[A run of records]
%%
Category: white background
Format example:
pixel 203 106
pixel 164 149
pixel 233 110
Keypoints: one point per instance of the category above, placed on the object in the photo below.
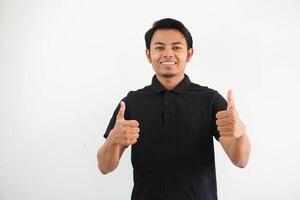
pixel 64 66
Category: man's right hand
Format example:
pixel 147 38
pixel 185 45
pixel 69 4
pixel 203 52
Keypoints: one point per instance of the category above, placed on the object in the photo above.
pixel 125 132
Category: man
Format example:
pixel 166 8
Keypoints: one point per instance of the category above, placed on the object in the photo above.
pixel 171 124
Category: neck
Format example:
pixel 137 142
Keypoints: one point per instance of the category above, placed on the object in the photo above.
pixel 170 82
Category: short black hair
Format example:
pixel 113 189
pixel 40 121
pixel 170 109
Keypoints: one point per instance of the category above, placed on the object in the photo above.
pixel 168 23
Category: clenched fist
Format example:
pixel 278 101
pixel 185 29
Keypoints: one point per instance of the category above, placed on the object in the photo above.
pixel 228 122
pixel 125 132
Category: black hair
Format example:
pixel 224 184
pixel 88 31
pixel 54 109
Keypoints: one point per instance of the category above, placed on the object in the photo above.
pixel 169 23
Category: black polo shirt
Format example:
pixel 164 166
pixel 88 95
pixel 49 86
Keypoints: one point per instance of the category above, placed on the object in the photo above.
pixel 173 158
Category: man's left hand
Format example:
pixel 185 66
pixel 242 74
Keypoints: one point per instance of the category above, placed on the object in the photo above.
pixel 228 122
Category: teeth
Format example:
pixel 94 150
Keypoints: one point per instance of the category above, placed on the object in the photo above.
pixel 168 63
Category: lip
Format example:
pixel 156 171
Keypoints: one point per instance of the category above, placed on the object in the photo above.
pixel 168 62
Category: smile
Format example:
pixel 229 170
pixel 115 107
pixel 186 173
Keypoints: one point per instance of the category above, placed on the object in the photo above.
pixel 168 63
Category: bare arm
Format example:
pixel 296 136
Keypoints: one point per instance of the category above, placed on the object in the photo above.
pixel 233 136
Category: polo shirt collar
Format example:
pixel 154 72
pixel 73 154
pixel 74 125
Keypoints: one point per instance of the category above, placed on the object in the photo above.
pixel 180 88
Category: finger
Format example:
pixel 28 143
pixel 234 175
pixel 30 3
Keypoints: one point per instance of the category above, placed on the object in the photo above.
pixel 131 123
pixel 121 111
pixel 230 101
pixel 133 130
pixel 226 134
pixel 224 128
pixel 223 121
pixel 222 114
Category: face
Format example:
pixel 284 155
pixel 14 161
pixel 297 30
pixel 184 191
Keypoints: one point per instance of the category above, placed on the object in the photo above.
pixel 168 53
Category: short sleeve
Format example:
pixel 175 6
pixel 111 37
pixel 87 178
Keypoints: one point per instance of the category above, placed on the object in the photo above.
pixel 218 104
pixel 112 121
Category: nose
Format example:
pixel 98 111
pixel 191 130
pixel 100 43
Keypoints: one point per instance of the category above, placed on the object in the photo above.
pixel 168 53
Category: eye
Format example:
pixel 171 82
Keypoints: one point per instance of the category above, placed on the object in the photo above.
pixel 177 47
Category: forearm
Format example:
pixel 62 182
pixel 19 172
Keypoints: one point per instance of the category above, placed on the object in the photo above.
pixel 240 150
pixel 108 156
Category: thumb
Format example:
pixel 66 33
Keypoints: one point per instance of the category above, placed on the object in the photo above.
pixel 230 101
pixel 121 111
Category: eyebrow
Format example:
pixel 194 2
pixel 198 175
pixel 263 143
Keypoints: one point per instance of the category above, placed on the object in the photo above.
pixel 161 43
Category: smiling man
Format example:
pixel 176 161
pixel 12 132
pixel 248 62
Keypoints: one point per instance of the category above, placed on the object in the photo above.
pixel 171 124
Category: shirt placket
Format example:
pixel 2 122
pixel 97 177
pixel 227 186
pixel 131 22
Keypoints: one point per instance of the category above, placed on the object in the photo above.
pixel 168 111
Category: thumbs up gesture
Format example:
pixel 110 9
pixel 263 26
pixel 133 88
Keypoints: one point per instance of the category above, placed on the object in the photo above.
pixel 125 132
pixel 228 122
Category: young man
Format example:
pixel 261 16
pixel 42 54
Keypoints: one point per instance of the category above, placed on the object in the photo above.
pixel 171 124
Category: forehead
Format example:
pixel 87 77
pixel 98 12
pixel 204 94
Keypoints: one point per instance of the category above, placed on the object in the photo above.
pixel 168 36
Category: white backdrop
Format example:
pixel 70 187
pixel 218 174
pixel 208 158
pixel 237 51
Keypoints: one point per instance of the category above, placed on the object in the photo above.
pixel 64 66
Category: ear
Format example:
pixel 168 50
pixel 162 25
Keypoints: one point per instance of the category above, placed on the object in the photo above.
pixel 148 55
pixel 190 53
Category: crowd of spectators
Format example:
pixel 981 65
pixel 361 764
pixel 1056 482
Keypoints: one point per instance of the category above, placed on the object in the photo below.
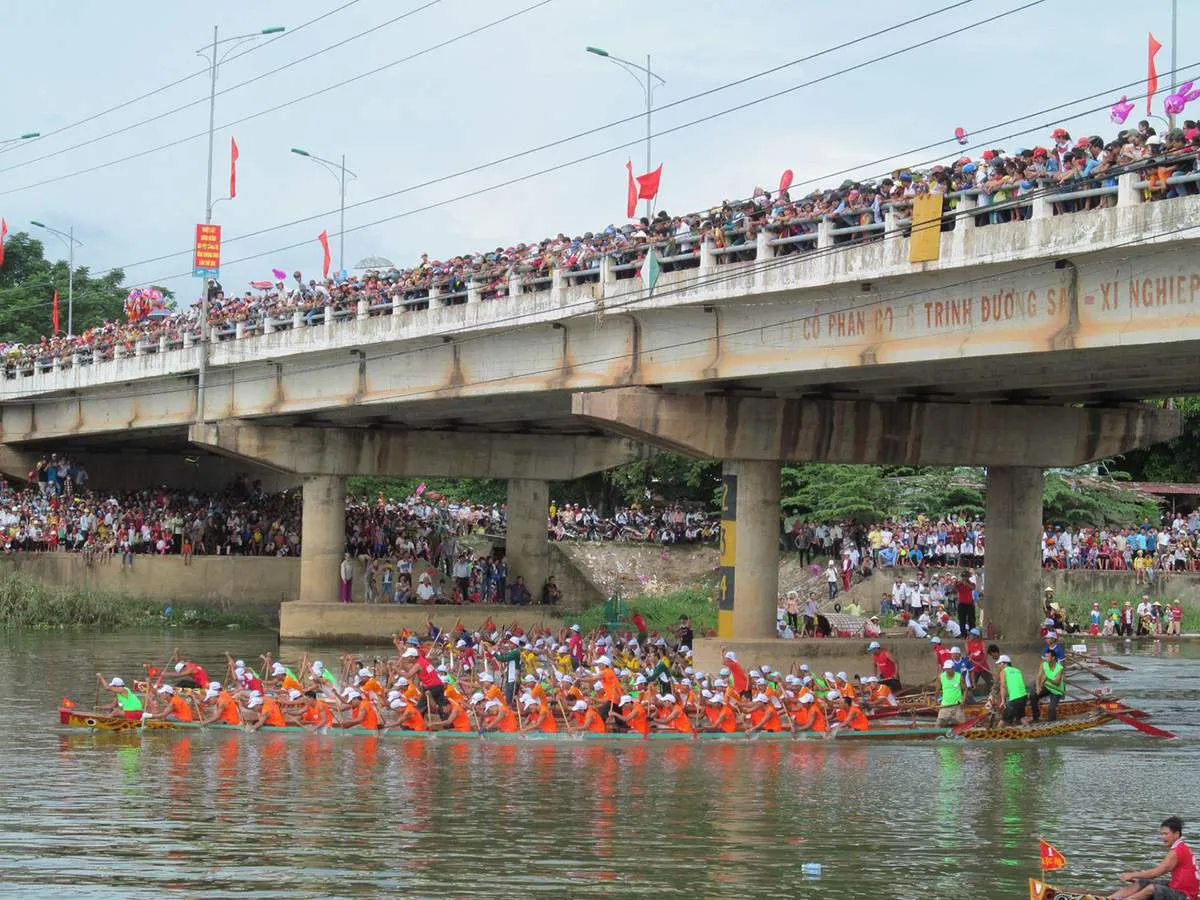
%%
Copy every record character for character. Skip the pictures.

Category: white background
Format example:
pixel 203 106
pixel 164 149
pixel 233 110
Keypoints: one point per instance of the category above, placed on the object in the photo below.
pixel 64 66
Category: man's right hand
Format example:
pixel 147 38
pixel 185 45
pixel 69 4
pixel 203 52
Keypoints: one point per instance of the category above, placed on the object in the photo above.
pixel 125 132
Category: man
Format example:
pixel 166 8
Keypoints: one point per instance of the category above, placed on the object in the photo above.
pixel 171 124
Category: neck
Format example:
pixel 137 142
Keypoints: one point per instance of the category above, placed on the object in the photo above.
pixel 170 82
Category: short black hair
Format example:
pixel 113 189
pixel 40 121
pixel 170 109
Keypoints: one point per instance of the category above, placed on the object in the photo above.
pixel 168 23
Category: clenched fist
Format example:
pixel 278 101
pixel 185 29
Keypoints: one point per instance of the category above, placed on the object in the photo above.
pixel 228 122
pixel 125 132
Category: black hair
Format example:
pixel 224 184
pixel 88 31
pixel 54 109
Keypoints: one point per instance of the category above, placed on the object in the photo above.
pixel 169 23
Category: black polo shirt
Format example:
pixel 164 166
pixel 88 95
pixel 49 86
Keypoints: one point per instance of the category above, placed on the object in the photo above.
pixel 173 158
Category: man's left hand
Format example:
pixel 185 66
pixel 242 74
Keypoints: one point per instance of the category above, placed on the object in the photo above.
pixel 228 122
Category: teeth
Format example:
pixel 94 150
Keypoints: one point per instance of the category above, placed on the object in the photo above.
pixel 168 63
Category: lip
Format example:
pixel 156 171
Keypoints: one point per instance of the category above, placed on the object in the photo above.
pixel 168 62
Category: smile
Format example:
pixel 229 170
pixel 115 107
pixel 186 173
Keypoints: one point per instance of the category above, placed on the object in the photo above.
pixel 168 63
Category: bare arm
Format example:
pixel 296 136
Keypoints: one point per instance of the category above, placed on the object in the photo above.
pixel 233 136
Category: polo shirt collar
Format example:
pixel 154 72
pixel 73 154
pixel 74 125
Keypoints: one point per instance of the category above, placed on the object in the photo above.
pixel 180 88
Category: finger
Format example:
pixel 28 143
pixel 234 175
pixel 30 3
Keypoints: one point per instance of the category above, placed on the object in the photo above.
pixel 131 123
pixel 121 111
pixel 230 101
pixel 133 130
pixel 226 134
pixel 224 128
pixel 223 121
pixel 222 114
Category: face
Format example:
pixel 284 155
pixel 14 161
pixel 297 30
pixel 184 191
Keypoints: one point per instance of the category above, placed on the object in the photo above.
pixel 168 53
Category: short sleeve
Format example:
pixel 175 6
pixel 111 37
pixel 87 178
Keypoints: one point per instance of the category above, placed on the object in the photo above.
pixel 218 104
pixel 112 121
Category: nose
Format example:
pixel 98 111
pixel 191 130
pixel 100 43
Keypoints: one point per instance of the category above, placed on the object in the photo above.
pixel 168 53
Category: eye
Format example:
pixel 171 82
Keypoints: one point per instance of the category above, placed on the object in the photo above.
pixel 177 47
Category: forearm
Format example:
pixel 62 182
pixel 19 172
Keypoints: one point per instance of the category above, placed on the object in the photo above.
pixel 240 150
pixel 108 156
Category: thumb
Format example:
pixel 66 33
Keypoints: one point per instance of the category above, placed on the object in the photo above.
pixel 230 101
pixel 121 111
Category: eyebrow
Format example:
pixel 194 2
pixel 198 175
pixel 263 143
Keypoints: one point per instance of the category above, placed on the object in the photo above.
pixel 161 43
Category: smiling man
Format example:
pixel 176 161
pixel 12 132
pixel 248 62
Keypoints: one point per instance of the category above, placed on the object in the photo above.
pixel 171 124
Category: shirt placket
Format example:
pixel 2 122
pixel 97 177
pixel 227 186
pixel 131 22
Keypoints: one point per instance of the category above, placed on the object in the photo above.
pixel 168 111
Category: thumbs up gesture
Format example:
pixel 110 9
pixel 263 26
pixel 133 88
Keypoints: one point per instance of the category above, placed on the object in the photo above.
pixel 125 132
pixel 228 122
Category: young man
Format example:
pixel 261 16
pixel 42 54
Keypoints: one point per instance of the category above, placed on the object in the photo above.
pixel 171 124
Category: forehead
Format example:
pixel 87 77
pixel 98 12
pixel 204 94
Keypoints: one point per instance of the category above, placed on the object in the photo above.
pixel 168 36
Category: white backdrop
Format example:
pixel 70 187
pixel 218 174
pixel 208 158
pixel 237 51
Keypoints: one point per instance of the category above, placed on the object in the photo above.
pixel 64 66
Category: ear
Format example:
pixel 168 50
pixel 162 25
Keypoints: one point per instance of the category above, placed on the object in the photo above.
pixel 148 55
pixel 190 53
Category: crowd of spectators
Format example:
pixel 981 65
pixel 361 764
pixel 1056 482
Keypoints: one point per instance of the category above, placed on the object in the photo below.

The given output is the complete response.